DATA LISTING ::
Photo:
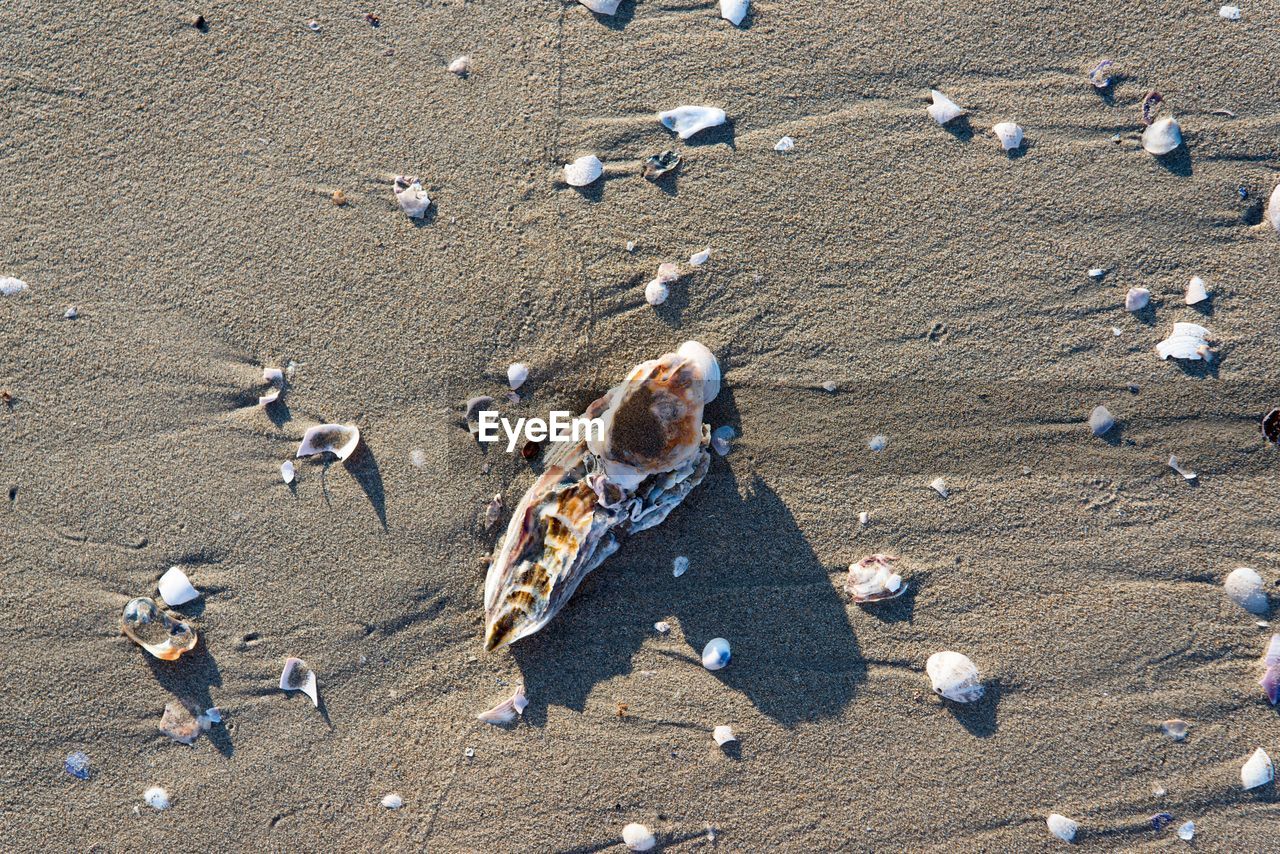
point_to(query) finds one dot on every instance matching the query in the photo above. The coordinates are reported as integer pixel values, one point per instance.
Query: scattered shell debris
(176, 588)
(1257, 770)
(411, 196)
(507, 711)
(338, 439)
(716, 653)
(297, 676)
(1244, 588)
(688, 120)
(954, 676)
(944, 109)
(873, 579)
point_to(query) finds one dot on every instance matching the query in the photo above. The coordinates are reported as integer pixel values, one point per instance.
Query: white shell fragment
(297, 676)
(176, 588)
(734, 10)
(1061, 826)
(338, 439)
(638, 837)
(873, 579)
(1188, 341)
(716, 653)
(411, 196)
(688, 120)
(516, 374)
(1162, 136)
(10, 286)
(1185, 473)
(156, 798)
(506, 711)
(1244, 588)
(1137, 298)
(1101, 420)
(584, 170)
(944, 109)
(1010, 135)
(602, 7)
(1257, 770)
(954, 676)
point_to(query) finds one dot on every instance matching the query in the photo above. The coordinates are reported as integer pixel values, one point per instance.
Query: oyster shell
(593, 493)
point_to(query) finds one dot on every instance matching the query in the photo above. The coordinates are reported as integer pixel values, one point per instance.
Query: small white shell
(1061, 826)
(10, 286)
(734, 10)
(176, 588)
(638, 836)
(338, 439)
(584, 170)
(297, 676)
(1010, 135)
(506, 711)
(1137, 298)
(602, 7)
(944, 109)
(1101, 420)
(716, 653)
(1257, 770)
(688, 120)
(954, 676)
(1162, 136)
(1188, 341)
(1244, 588)
(516, 374)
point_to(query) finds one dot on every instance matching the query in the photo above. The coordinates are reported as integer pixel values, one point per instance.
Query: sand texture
(174, 186)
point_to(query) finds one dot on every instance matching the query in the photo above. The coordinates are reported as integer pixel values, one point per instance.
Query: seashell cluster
(595, 492)
(954, 676)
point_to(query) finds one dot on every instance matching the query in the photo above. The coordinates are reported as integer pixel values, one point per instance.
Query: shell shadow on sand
(754, 580)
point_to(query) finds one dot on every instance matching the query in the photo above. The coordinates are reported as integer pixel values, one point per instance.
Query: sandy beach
(174, 185)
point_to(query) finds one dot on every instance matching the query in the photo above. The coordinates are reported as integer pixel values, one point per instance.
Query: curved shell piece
(688, 120)
(159, 633)
(593, 493)
(338, 439)
(584, 170)
(954, 676)
(1162, 136)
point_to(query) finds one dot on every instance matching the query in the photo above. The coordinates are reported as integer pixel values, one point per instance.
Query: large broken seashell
(159, 633)
(1188, 341)
(297, 676)
(593, 493)
(506, 711)
(873, 579)
(688, 120)
(734, 10)
(954, 676)
(1161, 136)
(338, 439)
(944, 109)
(411, 196)
(1257, 770)
(1244, 588)
(584, 170)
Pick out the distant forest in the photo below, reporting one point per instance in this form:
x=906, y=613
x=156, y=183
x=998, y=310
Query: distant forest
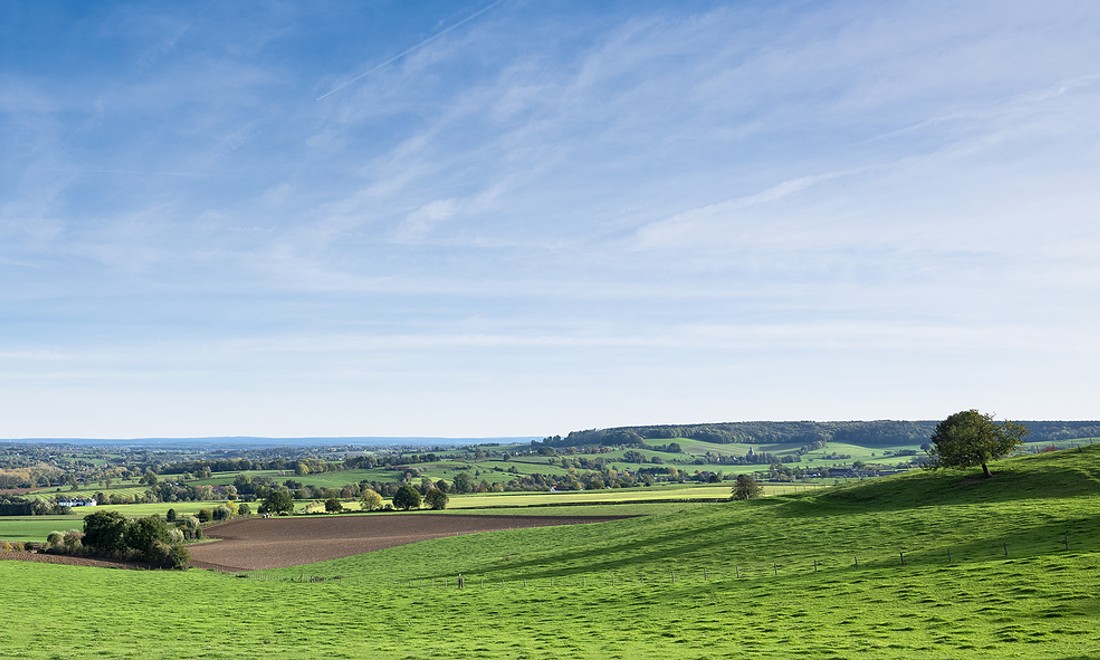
x=868, y=433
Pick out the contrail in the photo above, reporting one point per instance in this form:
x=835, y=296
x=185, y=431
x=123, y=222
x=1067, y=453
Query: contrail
x=407, y=51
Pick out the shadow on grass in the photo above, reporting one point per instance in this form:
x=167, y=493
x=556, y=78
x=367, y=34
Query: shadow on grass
x=1067, y=473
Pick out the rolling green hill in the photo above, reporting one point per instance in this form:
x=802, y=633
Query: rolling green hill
x=948, y=567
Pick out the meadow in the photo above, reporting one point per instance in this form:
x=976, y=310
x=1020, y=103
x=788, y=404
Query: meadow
x=768, y=578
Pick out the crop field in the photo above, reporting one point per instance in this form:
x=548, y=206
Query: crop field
x=921, y=565
x=253, y=543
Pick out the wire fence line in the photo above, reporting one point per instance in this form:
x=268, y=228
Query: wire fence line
x=757, y=569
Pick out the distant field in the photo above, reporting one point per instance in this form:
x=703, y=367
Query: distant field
x=926, y=565
x=35, y=528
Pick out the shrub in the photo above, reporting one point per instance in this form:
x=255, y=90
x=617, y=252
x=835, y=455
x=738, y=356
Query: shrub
x=74, y=541
x=436, y=498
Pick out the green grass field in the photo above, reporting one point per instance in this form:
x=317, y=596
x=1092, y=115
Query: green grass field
x=771, y=578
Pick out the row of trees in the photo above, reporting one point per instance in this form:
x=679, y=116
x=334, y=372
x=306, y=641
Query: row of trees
x=110, y=535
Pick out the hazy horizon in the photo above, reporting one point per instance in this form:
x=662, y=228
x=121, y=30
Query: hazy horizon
x=512, y=218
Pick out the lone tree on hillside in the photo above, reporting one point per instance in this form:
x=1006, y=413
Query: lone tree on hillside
x=406, y=497
x=436, y=498
x=745, y=487
x=971, y=438
x=370, y=499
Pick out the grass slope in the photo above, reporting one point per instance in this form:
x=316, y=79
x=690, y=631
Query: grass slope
x=549, y=592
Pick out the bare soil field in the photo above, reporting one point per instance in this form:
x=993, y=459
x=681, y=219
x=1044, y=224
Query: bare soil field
x=252, y=543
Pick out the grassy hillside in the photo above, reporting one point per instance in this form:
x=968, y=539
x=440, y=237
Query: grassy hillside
x=707, y=581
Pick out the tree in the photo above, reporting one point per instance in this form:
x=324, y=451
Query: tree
x=278, y=502
x=746, y=487
x=970, y=438
x=105, y=531
x=436, y=498
x=407, y=497
x=144, y=535
x=370, y=499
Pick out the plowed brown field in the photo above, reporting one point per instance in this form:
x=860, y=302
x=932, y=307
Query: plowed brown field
x=252, y=543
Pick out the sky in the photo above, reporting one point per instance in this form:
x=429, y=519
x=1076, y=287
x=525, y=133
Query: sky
x=527, y=217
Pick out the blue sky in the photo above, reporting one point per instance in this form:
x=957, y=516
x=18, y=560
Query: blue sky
x=525, y=218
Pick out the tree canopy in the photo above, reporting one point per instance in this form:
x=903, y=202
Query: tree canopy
x=278, y=502
x=970, y=438
x=407, y=497
x=746, y=487
x=436, y=498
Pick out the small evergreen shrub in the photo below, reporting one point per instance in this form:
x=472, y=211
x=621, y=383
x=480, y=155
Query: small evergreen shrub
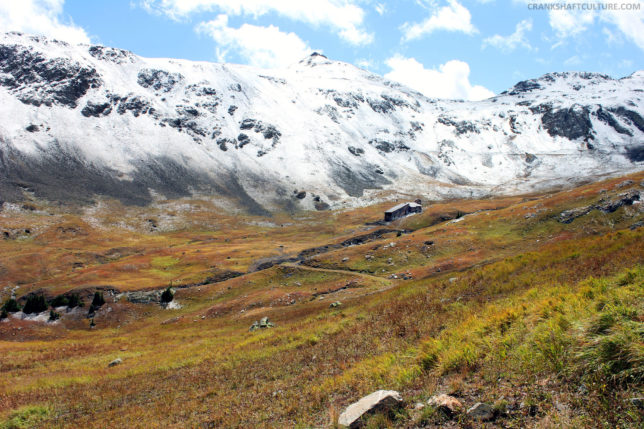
x=35, y=304
x=11, y=306
x=98, y=300
x=60, y=301
x=167, y=295
x=74, y=301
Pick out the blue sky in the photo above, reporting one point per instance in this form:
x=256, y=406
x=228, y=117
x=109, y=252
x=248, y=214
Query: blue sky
x=444, y=48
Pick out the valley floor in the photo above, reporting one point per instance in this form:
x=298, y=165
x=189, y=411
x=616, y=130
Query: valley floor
x=531, y=304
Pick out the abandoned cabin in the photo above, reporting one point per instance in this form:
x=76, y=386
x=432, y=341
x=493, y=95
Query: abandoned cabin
x=402, y=210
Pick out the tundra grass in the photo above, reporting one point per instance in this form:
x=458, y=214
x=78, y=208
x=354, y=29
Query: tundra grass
x=542, y=319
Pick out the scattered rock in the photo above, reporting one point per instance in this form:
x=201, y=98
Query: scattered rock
x=261, y=324
x=447, y=404
x=637, y=402
x=610, y=206
x=115, y=362
x=379, y=401
x=481, y=411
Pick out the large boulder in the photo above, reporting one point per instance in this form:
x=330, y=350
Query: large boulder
x=377, y=402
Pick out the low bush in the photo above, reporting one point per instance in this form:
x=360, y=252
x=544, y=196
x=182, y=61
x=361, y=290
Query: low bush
x=60, y=301
x=11, y=306
x=167, y=295
x=35, y=304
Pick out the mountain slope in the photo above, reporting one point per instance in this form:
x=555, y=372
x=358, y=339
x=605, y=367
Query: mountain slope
x=79, y=121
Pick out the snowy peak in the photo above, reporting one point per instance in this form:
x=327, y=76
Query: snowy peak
x=78, y=121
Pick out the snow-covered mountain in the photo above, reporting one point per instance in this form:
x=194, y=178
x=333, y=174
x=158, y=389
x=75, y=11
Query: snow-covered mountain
x=78, y=121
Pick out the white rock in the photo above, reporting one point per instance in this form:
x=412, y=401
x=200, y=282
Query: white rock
x=481, y=411
x=380, y=400
x=115, y=362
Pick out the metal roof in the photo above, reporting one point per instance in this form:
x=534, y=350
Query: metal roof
x=401, y=205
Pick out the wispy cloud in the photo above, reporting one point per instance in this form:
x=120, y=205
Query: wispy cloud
x=344, y=17
x=450, y=80
x=514, y=40
x=266, y=47
x=40, y=17
x=453, y=17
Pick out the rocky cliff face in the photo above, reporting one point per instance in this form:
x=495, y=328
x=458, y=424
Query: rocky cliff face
x=81, y=121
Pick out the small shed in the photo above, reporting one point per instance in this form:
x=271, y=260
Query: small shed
x=402, y=210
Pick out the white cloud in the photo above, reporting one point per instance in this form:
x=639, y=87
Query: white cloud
x=612, y=38
x=514, y=40
x=365, y=63
x=450, y=80
x=570, y=23
x=266, y=47
x=575, y=60
x=40, y=17
x=343, y=16
x=454, y=17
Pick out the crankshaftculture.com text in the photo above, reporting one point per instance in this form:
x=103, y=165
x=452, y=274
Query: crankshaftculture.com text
x=596, y=6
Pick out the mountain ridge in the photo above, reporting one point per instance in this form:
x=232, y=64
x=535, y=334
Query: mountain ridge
x=84, y=121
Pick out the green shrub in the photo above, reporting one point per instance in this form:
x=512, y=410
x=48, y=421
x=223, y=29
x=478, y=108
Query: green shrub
x=75, y=301
x=26, y=417
x=11, y=306
x=35, y=304
x=98, y=300
x=615, y=353
x=60, y=301
x=167, y=295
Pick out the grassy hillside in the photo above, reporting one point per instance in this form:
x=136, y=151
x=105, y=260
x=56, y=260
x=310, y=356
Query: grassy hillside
x=497, y=301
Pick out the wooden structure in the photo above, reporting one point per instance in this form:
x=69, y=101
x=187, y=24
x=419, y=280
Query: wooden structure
x=402, y=210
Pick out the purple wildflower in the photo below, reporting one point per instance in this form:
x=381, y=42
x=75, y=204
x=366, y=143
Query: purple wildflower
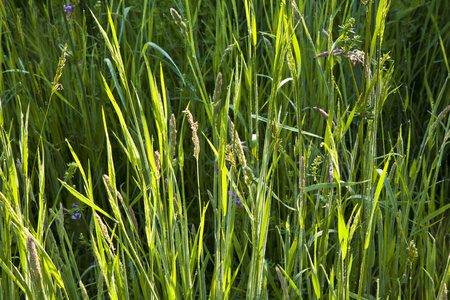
x=330, y=172
x=76, y=216
x=69, y=9
x=238, y=200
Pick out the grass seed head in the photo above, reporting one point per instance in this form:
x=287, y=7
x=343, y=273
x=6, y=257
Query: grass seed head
x=35, y=266
x=194, y=127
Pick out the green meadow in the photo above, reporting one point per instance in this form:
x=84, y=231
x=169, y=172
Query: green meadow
x=225, y=149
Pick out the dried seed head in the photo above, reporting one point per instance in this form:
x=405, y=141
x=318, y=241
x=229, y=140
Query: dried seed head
x=173, y=135
x=194, y=127
x=61, y=63
x=324, y=113
x=158, y=164
x=111, y=189
x=133, y=218
x=216, y=98
x=35, y=266
x=176, y=16
x=104, y=230
x=237, y=143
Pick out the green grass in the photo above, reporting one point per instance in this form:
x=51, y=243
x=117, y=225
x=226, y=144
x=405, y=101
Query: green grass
x=215, y=151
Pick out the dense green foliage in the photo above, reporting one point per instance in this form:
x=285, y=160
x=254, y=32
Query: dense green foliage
x=189, y=149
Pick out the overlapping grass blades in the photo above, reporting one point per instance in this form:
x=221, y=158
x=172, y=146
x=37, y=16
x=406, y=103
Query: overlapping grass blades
x=319, y=167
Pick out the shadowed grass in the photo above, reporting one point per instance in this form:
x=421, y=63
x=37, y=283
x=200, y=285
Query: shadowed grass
x=227, y=149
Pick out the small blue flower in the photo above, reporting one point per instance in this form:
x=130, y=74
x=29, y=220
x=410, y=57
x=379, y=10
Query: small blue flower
x=76, y=216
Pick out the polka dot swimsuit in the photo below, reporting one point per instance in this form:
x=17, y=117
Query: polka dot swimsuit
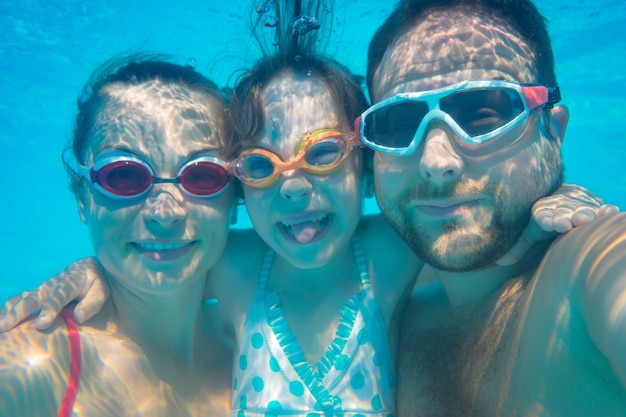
x=354, y=377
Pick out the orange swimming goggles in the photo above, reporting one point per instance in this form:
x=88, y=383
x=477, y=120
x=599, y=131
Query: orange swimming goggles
x=321, y=152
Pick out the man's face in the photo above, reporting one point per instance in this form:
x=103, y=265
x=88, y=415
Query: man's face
x=461, y=209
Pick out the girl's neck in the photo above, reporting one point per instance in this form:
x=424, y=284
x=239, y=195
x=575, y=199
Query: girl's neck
x=165, y=325
x=342, y=265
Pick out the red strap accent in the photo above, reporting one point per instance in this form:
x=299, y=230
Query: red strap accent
x=75, y=354
x=536, y=95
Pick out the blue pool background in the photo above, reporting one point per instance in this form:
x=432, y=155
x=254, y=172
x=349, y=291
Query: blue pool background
x=48, y=48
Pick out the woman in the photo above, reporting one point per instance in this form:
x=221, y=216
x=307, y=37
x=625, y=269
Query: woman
x=151, y=186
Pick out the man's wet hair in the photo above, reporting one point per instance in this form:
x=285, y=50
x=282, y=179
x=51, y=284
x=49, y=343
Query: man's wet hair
x=522, y=15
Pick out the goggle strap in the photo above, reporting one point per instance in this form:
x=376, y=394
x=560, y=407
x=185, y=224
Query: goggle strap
x=540, y=96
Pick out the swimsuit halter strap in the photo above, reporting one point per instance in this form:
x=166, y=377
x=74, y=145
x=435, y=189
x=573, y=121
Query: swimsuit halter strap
x=265, y=270
x=360, y=261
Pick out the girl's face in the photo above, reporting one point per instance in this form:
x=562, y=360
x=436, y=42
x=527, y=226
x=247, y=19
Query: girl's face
x=306, y=218
x=167, y=237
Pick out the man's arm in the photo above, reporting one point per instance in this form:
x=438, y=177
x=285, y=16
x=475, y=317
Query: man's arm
x=603, y=274
x=31, y=372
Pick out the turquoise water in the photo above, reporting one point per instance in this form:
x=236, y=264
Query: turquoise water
x=48, y=49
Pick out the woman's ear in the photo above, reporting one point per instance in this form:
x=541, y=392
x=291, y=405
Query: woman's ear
x=558, y=118
x=84, y=200
x=81, y=210
x=234, y=210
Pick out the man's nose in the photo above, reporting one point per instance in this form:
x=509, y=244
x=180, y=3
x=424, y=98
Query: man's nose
x=440, y=161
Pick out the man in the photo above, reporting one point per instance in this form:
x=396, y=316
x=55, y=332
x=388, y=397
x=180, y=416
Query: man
x=547, y=335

BRIEF :: Pick every line containing the word "below" out of the material, and copy those lines.

WRITTEN RESPONSE ::
Pick out the distant forest in the photo below, reporting one point per instance in this form:
Pick out the small evergreen shrub in the photo below, reporting one point per instance in this form:
Pick out the purple wildflower in the photo below, reporting one point per instance in this form:
Pick out the polka dot swimsuit in the photo below, reporting one point per instance in this form:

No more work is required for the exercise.